> _INPUT MATERIAL_:
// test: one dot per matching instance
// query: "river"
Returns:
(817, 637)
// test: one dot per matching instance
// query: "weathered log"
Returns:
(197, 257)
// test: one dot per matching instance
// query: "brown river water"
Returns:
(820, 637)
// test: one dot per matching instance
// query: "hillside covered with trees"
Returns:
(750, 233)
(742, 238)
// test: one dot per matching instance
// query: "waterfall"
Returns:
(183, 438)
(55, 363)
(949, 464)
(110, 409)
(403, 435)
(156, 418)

> _YOUR GOAL_: Every entry above, from first to last, should be repeated exactly.

> _SOLUTION FOR THIS TASK_:
// test: one dot per matching instance
// query: "river"
Returns:
(817, 637)
// test: one dot per matching instance
// query: "weathered log"
Returns:
(197, 257)
// test: one dot per matching instance
// query: "brown river water"
Returns:
(820, 637)
// test: one dot per matching instance
// query: "hillside covered with trees"
Returns:
(750, 233)
(742, 238)
// test: one dot per matching instance
// query: "waterfall"
Returns:
(183, 438)
(55, 363)
(949, 464)
(110, 409)
(403, 435)
(156, 418)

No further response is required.